_Task requirements_: From the entries below, extract every line that contains the word "stem".

_Material provided_:
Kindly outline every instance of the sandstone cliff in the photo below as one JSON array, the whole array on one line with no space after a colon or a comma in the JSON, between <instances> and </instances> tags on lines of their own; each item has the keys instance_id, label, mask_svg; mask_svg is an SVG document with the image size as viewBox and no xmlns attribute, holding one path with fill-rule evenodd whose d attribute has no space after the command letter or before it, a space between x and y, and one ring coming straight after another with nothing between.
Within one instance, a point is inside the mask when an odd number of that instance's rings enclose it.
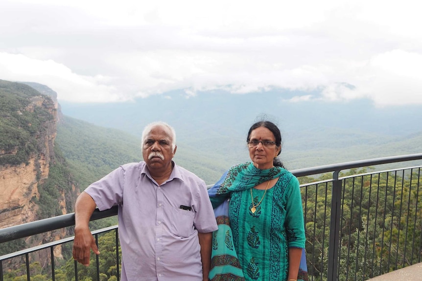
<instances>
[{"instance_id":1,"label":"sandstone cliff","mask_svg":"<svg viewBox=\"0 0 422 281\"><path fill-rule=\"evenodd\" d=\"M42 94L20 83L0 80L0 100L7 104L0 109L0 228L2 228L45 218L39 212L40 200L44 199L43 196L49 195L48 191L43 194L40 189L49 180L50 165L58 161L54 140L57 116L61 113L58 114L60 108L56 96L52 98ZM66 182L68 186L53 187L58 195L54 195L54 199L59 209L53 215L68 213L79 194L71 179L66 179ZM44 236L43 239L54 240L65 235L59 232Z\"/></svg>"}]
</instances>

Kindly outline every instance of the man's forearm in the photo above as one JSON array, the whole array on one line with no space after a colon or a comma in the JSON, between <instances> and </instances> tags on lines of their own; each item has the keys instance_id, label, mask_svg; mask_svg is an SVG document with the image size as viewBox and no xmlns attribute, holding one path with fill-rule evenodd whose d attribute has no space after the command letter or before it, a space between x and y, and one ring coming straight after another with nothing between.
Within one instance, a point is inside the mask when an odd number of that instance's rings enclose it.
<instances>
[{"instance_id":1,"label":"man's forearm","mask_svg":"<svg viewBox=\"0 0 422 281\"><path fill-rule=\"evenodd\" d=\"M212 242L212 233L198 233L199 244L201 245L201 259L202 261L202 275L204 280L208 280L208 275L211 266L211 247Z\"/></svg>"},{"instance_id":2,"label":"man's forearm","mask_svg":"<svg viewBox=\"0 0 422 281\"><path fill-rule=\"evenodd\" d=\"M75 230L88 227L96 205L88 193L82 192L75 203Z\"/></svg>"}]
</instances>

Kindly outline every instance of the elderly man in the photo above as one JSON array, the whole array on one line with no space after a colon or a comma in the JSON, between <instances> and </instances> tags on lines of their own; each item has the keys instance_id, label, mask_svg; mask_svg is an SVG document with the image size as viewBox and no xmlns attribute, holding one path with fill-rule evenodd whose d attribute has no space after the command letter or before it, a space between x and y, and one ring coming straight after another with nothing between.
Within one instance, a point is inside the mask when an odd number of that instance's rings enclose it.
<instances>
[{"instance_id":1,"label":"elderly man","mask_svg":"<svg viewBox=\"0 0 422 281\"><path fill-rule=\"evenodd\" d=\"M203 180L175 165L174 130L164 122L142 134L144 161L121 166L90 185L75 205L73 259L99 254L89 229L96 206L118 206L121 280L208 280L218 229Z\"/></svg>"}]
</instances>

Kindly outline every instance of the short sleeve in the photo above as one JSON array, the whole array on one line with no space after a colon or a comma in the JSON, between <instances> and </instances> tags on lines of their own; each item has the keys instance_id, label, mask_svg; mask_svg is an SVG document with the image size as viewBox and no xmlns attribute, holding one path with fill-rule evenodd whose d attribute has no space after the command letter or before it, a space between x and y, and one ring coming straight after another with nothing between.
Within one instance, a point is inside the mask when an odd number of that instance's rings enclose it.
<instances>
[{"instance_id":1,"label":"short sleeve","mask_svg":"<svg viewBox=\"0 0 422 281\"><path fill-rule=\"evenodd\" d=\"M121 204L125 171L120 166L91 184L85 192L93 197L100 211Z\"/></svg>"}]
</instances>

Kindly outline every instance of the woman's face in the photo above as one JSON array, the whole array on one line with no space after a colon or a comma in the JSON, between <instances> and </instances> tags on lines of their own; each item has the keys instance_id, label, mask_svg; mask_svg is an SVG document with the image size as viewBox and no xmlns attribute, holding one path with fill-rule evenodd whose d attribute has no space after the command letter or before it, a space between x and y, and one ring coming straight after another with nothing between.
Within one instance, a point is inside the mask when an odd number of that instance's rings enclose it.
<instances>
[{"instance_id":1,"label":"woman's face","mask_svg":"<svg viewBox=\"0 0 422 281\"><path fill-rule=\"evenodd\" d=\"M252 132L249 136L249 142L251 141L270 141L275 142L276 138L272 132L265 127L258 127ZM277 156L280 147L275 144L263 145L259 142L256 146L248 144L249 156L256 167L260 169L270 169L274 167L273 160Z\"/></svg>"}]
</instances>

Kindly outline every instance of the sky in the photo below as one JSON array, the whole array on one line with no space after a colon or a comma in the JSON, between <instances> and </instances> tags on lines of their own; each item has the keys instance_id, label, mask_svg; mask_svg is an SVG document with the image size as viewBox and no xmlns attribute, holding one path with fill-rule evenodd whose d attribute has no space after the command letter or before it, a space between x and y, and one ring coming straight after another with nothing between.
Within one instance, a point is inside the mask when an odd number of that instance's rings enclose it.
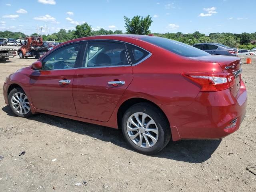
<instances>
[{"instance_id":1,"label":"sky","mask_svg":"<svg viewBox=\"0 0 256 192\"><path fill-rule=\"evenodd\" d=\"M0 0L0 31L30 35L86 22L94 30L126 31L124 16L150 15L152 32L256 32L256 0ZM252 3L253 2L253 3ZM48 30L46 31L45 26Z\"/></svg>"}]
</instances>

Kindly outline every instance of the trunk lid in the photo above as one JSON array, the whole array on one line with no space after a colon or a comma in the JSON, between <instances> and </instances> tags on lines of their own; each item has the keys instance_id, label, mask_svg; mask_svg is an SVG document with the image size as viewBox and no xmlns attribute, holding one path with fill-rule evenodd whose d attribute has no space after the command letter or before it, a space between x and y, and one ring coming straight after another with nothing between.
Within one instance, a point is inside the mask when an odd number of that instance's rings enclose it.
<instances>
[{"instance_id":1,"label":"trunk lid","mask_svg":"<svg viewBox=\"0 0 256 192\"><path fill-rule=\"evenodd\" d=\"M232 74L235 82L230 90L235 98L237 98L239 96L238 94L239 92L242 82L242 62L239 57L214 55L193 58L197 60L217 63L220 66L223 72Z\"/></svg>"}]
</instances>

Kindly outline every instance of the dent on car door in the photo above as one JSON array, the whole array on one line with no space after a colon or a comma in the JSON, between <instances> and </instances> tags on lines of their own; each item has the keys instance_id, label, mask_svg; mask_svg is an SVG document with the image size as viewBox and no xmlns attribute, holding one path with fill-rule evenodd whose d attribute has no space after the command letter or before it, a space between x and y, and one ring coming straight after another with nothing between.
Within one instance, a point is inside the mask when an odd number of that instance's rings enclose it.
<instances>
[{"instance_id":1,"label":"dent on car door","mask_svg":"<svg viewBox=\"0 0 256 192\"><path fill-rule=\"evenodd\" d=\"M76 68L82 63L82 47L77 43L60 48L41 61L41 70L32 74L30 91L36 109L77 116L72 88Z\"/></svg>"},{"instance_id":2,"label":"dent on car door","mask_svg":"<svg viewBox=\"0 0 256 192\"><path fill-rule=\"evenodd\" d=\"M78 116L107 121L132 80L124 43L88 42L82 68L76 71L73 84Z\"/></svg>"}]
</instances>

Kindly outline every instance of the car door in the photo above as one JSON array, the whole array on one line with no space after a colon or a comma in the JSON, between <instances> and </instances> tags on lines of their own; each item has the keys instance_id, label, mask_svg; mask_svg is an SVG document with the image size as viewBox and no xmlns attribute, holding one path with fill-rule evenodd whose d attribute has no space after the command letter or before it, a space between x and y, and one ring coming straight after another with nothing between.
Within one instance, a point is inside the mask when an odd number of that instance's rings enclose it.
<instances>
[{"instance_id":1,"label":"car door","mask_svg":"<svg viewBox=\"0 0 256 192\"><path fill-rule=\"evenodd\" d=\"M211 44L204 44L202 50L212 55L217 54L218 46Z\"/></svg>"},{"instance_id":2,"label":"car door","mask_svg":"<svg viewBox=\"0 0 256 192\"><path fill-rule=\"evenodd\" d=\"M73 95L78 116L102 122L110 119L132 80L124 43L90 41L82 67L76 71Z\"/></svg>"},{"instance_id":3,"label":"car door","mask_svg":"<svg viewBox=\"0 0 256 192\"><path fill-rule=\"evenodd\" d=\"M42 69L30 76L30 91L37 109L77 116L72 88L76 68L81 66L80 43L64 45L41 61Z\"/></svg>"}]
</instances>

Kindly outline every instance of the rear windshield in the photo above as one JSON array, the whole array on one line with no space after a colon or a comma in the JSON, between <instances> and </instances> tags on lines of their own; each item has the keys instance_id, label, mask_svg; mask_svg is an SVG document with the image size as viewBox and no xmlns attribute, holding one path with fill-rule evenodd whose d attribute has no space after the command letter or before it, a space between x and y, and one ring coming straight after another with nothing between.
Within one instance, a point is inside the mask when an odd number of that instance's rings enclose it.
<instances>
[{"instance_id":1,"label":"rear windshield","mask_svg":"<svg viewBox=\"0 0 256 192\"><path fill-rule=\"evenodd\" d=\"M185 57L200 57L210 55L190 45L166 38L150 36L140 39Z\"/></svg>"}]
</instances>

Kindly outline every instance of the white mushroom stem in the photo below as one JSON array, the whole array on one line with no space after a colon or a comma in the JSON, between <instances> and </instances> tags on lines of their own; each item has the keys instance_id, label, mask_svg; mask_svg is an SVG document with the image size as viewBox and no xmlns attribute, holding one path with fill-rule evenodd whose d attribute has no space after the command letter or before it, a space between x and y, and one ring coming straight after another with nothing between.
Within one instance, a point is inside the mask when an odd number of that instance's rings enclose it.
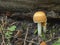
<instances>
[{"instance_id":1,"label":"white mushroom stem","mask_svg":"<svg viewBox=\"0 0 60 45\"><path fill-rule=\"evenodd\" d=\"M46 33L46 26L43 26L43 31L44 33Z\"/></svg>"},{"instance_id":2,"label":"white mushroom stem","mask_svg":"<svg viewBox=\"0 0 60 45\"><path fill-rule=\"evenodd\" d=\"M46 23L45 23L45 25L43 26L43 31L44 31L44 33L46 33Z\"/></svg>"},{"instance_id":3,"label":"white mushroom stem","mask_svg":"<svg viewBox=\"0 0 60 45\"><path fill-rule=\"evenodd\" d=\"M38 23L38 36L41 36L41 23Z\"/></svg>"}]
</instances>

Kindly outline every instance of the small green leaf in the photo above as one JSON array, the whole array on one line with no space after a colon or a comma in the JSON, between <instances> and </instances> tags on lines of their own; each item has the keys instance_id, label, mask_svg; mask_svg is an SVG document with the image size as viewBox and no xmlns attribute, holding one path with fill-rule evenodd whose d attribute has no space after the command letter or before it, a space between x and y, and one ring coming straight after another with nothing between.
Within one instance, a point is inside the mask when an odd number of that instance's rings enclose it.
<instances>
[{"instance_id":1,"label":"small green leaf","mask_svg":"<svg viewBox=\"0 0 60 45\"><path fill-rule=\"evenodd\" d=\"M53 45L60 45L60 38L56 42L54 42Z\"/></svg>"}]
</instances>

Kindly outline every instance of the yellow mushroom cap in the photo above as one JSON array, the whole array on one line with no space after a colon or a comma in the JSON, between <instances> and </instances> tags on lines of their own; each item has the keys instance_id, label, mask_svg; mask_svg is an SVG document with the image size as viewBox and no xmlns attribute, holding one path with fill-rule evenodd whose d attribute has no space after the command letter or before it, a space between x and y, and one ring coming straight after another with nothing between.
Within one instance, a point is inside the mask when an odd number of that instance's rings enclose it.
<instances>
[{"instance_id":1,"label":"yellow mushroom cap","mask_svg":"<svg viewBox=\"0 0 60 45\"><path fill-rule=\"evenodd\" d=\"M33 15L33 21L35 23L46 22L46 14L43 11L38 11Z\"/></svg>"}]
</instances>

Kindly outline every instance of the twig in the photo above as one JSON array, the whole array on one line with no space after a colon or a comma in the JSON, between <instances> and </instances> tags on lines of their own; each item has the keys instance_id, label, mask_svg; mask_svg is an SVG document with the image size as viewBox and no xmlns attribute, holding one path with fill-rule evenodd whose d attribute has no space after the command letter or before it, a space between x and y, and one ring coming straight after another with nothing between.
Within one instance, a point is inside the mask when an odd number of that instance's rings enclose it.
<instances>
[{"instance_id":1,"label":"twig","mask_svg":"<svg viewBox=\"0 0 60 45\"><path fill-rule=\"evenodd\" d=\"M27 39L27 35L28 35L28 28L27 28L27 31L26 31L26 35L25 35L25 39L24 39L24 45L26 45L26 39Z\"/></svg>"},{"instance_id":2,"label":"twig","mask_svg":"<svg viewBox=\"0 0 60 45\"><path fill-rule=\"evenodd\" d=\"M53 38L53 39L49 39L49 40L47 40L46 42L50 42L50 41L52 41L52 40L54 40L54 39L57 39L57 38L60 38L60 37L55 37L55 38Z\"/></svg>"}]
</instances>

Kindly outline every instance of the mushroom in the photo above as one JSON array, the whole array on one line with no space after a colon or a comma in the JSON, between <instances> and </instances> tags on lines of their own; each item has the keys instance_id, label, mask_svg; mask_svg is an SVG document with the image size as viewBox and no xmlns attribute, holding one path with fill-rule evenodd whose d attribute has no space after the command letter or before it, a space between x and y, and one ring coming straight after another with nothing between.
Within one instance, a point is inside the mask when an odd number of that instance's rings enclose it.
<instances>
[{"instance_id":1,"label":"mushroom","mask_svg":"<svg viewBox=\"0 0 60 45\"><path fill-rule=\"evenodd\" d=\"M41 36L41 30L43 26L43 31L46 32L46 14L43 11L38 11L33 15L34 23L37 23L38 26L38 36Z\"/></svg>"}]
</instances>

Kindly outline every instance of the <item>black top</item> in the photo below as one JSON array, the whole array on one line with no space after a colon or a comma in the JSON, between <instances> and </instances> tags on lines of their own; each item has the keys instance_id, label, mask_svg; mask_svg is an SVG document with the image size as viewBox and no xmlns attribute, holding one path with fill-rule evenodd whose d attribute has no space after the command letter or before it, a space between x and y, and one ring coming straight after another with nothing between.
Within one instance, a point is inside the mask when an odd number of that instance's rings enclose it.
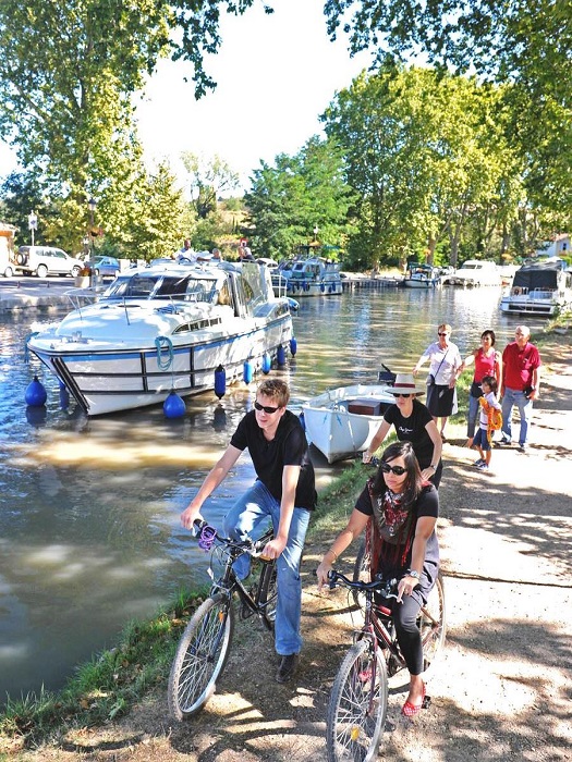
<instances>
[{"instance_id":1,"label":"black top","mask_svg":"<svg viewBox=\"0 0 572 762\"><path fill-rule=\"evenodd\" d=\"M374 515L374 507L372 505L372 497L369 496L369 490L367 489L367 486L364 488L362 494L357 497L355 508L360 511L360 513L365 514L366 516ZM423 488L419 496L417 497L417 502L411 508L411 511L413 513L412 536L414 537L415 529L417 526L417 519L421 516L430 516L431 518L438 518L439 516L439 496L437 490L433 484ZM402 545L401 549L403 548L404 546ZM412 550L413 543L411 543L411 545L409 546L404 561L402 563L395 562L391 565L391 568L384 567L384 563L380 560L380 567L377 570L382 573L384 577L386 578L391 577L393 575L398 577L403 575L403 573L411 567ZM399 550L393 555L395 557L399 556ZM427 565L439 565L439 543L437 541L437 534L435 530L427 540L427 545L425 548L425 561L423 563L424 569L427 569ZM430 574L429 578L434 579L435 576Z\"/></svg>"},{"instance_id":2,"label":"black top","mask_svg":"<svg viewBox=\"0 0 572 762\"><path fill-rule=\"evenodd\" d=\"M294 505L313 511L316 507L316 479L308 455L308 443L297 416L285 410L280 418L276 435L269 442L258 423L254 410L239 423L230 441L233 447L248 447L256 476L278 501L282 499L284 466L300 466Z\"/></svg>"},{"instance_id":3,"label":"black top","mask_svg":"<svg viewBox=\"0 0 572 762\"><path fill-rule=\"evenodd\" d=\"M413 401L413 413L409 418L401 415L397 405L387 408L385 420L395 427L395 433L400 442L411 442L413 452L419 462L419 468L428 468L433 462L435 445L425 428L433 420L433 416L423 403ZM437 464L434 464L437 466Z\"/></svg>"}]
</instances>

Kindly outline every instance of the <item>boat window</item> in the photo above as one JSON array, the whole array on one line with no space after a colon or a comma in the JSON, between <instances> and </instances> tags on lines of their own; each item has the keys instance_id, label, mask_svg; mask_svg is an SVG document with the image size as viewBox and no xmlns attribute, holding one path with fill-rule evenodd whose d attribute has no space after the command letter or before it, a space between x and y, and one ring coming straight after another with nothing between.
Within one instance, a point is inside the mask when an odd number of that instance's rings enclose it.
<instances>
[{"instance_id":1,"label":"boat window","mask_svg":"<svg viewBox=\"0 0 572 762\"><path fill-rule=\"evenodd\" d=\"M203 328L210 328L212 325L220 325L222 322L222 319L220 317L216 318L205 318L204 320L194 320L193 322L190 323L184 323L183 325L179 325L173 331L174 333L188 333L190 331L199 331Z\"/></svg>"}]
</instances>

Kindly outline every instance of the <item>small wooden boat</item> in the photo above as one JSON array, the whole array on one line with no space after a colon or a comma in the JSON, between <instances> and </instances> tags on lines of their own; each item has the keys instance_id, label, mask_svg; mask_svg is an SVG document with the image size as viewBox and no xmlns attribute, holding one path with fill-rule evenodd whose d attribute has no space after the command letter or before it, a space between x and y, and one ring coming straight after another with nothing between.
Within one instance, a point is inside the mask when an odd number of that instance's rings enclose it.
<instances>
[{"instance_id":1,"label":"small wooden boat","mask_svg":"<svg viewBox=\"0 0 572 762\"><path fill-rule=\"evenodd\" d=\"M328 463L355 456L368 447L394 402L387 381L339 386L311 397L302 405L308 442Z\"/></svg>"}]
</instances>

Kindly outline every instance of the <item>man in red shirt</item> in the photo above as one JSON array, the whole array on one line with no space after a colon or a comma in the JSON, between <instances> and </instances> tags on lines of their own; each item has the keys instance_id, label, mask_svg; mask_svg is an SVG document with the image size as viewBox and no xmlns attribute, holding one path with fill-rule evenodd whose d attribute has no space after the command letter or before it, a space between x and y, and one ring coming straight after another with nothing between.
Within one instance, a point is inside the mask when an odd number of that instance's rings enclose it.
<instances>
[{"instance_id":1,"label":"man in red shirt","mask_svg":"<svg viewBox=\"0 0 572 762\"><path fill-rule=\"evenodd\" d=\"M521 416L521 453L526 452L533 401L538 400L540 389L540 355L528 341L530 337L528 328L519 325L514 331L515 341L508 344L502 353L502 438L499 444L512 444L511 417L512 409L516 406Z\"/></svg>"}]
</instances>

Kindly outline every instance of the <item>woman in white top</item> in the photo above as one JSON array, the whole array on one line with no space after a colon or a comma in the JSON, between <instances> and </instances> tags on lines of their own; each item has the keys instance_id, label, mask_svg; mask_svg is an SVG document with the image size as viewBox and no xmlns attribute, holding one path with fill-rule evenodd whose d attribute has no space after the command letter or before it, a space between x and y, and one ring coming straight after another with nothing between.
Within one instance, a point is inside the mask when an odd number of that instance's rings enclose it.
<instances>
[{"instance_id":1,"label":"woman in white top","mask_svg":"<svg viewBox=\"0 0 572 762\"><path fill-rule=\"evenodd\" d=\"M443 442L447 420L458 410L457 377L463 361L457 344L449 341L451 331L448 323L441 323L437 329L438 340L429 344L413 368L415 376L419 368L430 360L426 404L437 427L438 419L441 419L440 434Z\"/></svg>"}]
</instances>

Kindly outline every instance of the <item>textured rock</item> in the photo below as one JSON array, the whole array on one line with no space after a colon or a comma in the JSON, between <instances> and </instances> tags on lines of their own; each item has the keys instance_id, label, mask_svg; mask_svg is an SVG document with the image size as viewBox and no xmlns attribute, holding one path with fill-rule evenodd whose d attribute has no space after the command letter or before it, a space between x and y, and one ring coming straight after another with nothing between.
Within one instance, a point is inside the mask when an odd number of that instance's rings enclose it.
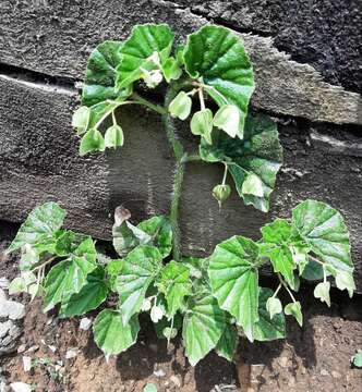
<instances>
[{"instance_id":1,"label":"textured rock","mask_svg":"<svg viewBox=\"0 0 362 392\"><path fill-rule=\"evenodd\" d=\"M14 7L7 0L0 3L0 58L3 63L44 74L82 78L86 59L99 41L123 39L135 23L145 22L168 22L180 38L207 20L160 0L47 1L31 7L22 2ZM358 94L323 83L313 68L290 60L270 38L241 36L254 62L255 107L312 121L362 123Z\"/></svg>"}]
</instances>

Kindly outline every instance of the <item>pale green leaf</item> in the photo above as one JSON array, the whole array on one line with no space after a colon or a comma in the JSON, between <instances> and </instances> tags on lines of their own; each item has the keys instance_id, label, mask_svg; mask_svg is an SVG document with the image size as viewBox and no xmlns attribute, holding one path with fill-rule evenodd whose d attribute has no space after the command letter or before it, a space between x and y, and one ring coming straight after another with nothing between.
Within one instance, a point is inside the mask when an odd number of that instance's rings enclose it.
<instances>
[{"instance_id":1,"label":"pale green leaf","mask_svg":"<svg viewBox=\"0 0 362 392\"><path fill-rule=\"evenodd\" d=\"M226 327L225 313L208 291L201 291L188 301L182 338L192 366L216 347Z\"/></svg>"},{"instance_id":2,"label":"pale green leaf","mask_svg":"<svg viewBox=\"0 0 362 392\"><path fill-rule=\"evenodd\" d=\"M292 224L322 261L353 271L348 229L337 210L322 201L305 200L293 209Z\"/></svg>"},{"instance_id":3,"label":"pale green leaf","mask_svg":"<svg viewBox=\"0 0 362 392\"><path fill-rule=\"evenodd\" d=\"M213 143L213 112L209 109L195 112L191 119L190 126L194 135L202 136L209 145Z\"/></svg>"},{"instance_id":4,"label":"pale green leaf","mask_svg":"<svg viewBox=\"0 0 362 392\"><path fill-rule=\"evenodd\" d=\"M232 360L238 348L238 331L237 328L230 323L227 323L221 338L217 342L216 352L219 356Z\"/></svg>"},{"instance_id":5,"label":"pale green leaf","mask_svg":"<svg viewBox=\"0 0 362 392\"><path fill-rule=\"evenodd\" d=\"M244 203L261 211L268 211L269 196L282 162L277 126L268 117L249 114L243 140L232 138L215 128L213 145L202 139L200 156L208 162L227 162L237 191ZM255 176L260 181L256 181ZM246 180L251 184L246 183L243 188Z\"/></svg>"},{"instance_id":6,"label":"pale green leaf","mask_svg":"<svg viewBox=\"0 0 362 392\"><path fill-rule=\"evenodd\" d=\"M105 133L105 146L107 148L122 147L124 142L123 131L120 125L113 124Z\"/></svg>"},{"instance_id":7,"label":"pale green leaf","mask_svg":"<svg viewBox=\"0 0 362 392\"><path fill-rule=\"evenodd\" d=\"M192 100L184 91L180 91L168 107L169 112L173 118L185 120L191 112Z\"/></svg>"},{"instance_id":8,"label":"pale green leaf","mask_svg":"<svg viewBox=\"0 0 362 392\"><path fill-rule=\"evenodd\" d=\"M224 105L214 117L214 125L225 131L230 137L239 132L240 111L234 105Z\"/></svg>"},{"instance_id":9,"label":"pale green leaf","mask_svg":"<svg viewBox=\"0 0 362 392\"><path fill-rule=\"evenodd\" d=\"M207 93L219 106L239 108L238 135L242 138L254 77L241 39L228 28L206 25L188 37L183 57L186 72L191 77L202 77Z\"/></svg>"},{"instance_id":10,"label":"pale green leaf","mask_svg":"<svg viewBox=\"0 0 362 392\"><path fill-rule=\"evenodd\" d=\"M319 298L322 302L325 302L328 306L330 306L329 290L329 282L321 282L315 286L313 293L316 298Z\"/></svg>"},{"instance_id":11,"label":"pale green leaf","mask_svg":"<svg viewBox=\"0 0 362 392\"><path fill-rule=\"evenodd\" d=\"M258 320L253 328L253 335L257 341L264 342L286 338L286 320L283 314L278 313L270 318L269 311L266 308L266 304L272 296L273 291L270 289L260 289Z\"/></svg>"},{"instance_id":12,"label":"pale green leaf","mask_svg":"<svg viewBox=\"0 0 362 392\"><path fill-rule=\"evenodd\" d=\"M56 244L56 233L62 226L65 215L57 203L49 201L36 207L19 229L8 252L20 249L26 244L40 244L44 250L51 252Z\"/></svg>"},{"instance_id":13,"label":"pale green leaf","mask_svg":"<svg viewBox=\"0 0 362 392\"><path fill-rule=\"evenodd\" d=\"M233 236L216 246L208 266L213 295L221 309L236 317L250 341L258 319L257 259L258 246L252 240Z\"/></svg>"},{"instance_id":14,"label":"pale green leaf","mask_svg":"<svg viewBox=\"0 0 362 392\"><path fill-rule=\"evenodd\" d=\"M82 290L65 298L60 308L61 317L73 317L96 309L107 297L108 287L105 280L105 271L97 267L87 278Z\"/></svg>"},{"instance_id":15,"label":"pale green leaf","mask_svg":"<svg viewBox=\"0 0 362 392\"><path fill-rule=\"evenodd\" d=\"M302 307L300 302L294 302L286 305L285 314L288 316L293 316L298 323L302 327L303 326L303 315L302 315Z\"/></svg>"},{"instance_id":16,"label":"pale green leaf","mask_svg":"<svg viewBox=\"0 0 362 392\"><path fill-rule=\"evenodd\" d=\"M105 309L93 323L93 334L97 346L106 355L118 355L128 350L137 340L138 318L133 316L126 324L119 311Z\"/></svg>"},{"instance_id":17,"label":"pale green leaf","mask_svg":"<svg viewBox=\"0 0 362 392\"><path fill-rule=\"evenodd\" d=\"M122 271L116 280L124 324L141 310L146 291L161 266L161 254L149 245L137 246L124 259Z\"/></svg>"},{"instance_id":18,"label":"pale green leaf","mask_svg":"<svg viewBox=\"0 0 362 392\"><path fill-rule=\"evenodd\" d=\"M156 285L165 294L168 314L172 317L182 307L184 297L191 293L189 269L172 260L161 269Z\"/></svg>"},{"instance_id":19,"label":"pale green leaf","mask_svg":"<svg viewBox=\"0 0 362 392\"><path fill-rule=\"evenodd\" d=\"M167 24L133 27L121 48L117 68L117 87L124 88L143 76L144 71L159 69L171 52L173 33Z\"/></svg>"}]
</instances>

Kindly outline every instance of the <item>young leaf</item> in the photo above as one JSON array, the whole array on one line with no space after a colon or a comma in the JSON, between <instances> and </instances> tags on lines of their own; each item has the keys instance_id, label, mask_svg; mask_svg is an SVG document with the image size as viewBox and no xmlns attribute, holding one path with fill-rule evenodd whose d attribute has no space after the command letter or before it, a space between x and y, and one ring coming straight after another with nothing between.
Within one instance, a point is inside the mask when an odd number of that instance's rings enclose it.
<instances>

_The response_:
Kindly outline every instance of the white mushroom stem in the photo below as one JSON array, the whole array on one line with no space after a colon or a comma in the JSON, between <instances> and </instances> tags on lines of their own; each item has the keys instance_id, label, mask_svg; mask_svg is an SVG document with the image size as viewBox and no xmlns attribute, holding one path with fill-rule evenodd whose d attribute has no space after the command letter or before it, a space between x and y, and one ring coming straight after another with nothing between.
[{"instance_id":1,"label":"white mushroom stem","mask_svg":"<svg viewBox=\"0 0 60 45\"><path fill-rule=\"evenodd\" d=\"M46 33L46 26L43 26L43 31L44 33Z\"/></svg>"},{"instance_id":2,"label":"white mushroom stem","mask_svg":"<svg viewBox=\"0 0 60 45\"><path fill-rule=\"evenodd\" d=\"M46 23L45 23L45 25L43 26L43 31L44 31L44 33L46 33Z\"/></svg>"},{"instance_id":3,"label":"white mushroom stem","mask_svg":"<svg viewBox=\"0 0 60 45\"><path fill-rule=\"evenodd\" d=\"M38 23L38 36L41 36L41 23Z\"/></svg>"}]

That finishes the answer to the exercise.